Each entry is to be printed again word for word.

━━━━━ DATA SHOWN

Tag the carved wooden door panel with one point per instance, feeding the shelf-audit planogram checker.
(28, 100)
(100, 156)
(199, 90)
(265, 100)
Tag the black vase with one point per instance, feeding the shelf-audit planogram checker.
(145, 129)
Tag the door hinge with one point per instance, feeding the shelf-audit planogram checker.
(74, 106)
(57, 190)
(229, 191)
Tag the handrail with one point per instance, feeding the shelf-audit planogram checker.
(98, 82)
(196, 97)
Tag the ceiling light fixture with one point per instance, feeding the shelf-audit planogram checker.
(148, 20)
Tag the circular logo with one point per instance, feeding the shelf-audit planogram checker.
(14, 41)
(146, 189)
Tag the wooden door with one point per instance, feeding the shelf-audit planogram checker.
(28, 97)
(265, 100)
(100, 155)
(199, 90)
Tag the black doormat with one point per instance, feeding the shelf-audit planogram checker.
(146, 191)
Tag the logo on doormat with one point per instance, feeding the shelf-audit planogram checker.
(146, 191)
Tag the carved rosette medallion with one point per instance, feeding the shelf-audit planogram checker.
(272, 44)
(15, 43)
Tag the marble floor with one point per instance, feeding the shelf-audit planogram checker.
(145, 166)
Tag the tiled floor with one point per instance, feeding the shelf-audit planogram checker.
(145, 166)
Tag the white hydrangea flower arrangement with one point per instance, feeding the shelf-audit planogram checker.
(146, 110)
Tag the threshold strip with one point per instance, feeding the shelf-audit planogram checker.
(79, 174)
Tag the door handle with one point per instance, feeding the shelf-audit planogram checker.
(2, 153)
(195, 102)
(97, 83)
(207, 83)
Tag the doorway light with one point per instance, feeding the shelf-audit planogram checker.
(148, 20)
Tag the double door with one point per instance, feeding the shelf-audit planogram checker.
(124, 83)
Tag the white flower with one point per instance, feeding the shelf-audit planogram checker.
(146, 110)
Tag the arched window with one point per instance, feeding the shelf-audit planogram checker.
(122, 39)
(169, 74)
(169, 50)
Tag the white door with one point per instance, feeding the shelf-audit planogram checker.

━━━━━━━━━━

EXERCISE SOLUTION »
Tag the carved wooden door panel with one point per instance, feeding the shelf-audit planogram checker.
(28, 100)
(100, 156)
(199, 90)
(265, 100)
Tag the black vase with one point per instance, feeding the shelf-audit planogram checker.
(145, 129)
Tag the door hinge with one point per instance, feeding the shelf-audit planogram checker.
(74, 106)
(57, 190)
(229, 191)
Tag the handrail with one point per instance, feeding the shelf-audit planogram checker.
(98, 82)
(196, 97)
Tag the ceiling light fixture with one point per instance, feeding the shelf-audit planogram checker.
(148, 20)
Tag the circular logo with one point per instance, feeding the shelf-audit planogram checker.
(14, 41)
(146, 189)
Tag the wooden door with one point per instance, feeding the shelf-audit planogram checker.
(28, 97)
(265, 100)
(100, 155)
(199, 90)
Tag the black doormat with one point per instance, feeding the shelf-audit planogram checker.
(146, 191)
Tag the logo on doormat with one point per instance, feeding the shelf-audit planogram checker.
(146, 191)
Tag the carved rosette medallion with one point per instance, feeding the shelf-audit planogram checker.
(272, 44)
(15, 43)
Tag the marble floor with one point per instance, feeding the shelf-audit planogram checker.
(145, 166)
Tag the tiled floor with one point per instance, feeding the shelf-audit planogram checker.
(145, 166)
Tag the white hydrangea flower arrangement with one point per instance, feeding the shelf-audit planogram checker.
(146, 110)
Tag the threshold strip with one point per instance, feeding the shelf-audit planogram checker.
(79, 174)
Tag the door handle with one point per instance, feeding the shelf-audit planogram checker.
(2, 153)
(195, 102)
(97, 83)
(207, 83)
Tag the doorway light with one point per instance, feeding the shelf-audit planogram checker.
(148, 20)
Tag the double door with one point per instance, feeding the shelf-audit planogram checker.
(124, 83)
Tag the white flower with one point per instance, feeding the shelf-audit planogram checker.
(146, 110)
Tag the arched window with one point per instance, feeding the shelf-audit planogram checker.
(122, 39)
(169, 74)
(169, 50)
Tag the white door with one point per instance, feeding the shelf-audit planogram checker.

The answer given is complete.